■ What the task asks: Please transcribe the records precisely; pictures stay out of your copy.

■ Record excerpts:
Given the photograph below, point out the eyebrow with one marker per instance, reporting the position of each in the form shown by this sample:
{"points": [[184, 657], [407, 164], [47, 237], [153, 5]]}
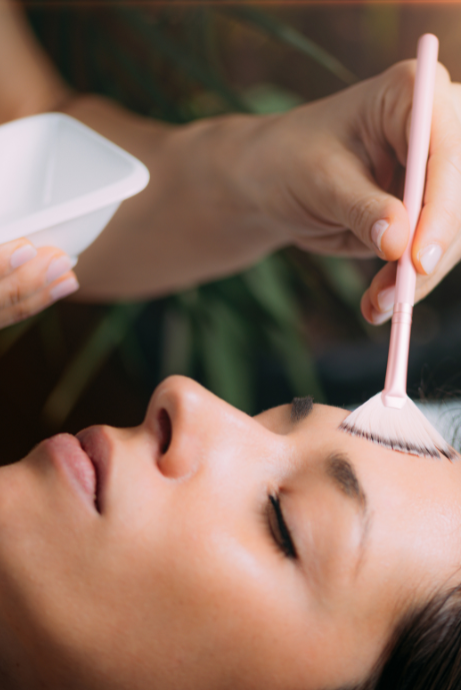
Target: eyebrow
{"points": [[339, 468], [301, 408]]}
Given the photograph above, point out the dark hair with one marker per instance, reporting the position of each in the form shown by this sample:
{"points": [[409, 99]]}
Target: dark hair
{"points": [[424, 652]]}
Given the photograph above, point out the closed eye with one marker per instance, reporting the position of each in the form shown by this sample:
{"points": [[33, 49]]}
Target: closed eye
{"points": [[278, 528]]}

■ Expected answer:
Given the photograph below, point out the eyebrow with one marker per instance, reporting the position of each in the form shown by this sample:
{"points": [[184, 657], [407, 164], [47, 237], [153, 5]]}
Target: eyebrow
{"points": [[339, 468], [301, 408]]}
Given the photograph above, point out the dark hair with one marker per instance, reporting the position of each in the form shown by this sample:
{"points": [[409, 99]]}
Target: dark hair
{"points": [[424, 652]]}
Given the photograph above, point out the closed eye with one marker per instance, reporting the position of each in the form shown by this sample:
{"points": [[33, 49]]}
Target: closed eye
{"points": [[278, 528]]}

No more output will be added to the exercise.